Exercises to complete ▸
A. List every exposure length mentioned in the camera lesson.
B. Reproduce word for word the stretch of the camera lesson from "Once the students" through "go to: http://bork.hampshire.edu/~sam/extraordinary/Dark.htm).".

I use an old 35mm film camera to explain how a camera works. The shutter works like our eyelid does—either preventing or allowing light to enter the camera or enter our eye. The lens of the camera is similar to the pupil of our eye—it’s where the light enters. The analogy of the camera and the eye breaks down with the concept of light absorption. The film on the camera will continue to absorb light and to accumulate it as long as the shutter is kept open. However, the human eye has a limit to how much light it can absorb and register before that light dissipates to be replaced with continuously absorbed light. So, our eye doesn’t accumulate light like a camera does. I take two pictures in front of the students. One of the pictures is a 1/250 second exposure and the other is a ½ second exposure. I ask the students which of those two pictures would be brighter if the film were developed. The longer exposure, ½ second, would be brighter because there was more time with the shutter open. Thus, there was more time for light to accumulate on the film. (Note: Ask some clarifying questions here to check for understanding).
Once the students seem to understand cameras and telescopes I ask them to imagine a tiny dark spot in the sky that could be covered up by a US dime held 75 feet away. I tell them to imagine taking a 10-day exposure of that spot with a special camera that can follow that dark spot no matter what happens. They can ignore bad weather, the rotation of Earth, the sun and anything else. After asking for clarifying questions I give them 5-10 minutes to draw and/or paint what they think the picture would look like. (Note: Having the students repeat back the instructions and to have them ask clarifying questions to me has been important for them to understand what I am asking them to do. For more information about this slide go to: http://bork.hampshire.edu/~sam/extraordinary/Dark.htm).

Listed records ▸
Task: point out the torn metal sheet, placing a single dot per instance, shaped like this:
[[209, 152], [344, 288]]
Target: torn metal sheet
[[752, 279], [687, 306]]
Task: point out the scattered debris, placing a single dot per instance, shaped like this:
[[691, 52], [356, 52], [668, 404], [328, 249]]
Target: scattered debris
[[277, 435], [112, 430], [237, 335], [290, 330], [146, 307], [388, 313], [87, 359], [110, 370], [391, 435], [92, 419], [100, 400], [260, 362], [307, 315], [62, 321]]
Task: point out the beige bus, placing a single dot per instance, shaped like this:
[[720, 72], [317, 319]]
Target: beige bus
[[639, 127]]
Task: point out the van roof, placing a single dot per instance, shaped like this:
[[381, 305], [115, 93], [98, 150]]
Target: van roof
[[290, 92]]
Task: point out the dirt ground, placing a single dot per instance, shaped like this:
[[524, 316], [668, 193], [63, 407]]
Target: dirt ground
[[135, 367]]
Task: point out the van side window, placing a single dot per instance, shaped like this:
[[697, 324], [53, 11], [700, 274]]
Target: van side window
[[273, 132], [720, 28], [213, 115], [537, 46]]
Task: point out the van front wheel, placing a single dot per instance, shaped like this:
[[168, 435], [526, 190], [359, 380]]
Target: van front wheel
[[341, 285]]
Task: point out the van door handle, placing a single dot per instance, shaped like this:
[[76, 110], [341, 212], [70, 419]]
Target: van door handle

Expected answers ▸
A. 1/250 second, ½ second, 10-day

B.
Once the students seem to understand cameras and telescopes I ask them to imagine a tiny dark spot in the sky that could be covered up by a US dime held 75 feet away. I tell them to imagine taking a 10-day exposure of that spot with a special camera that can follow that dark spot no matter what happens. They can ignore bad weather, the rotation of Earth, the sun and anything else. After asking for clarifying questions I give them 5-10 minutes to draw and/or paint what they think the picture would look like. (Note: Having the students repeat back the instructions and to have them ask clarifying questions to me has been important for them to understand what I am asking them to do. For more information about this slide go to: http://bork.hampshire.edu/~sam/extraordinary/Dark.htm).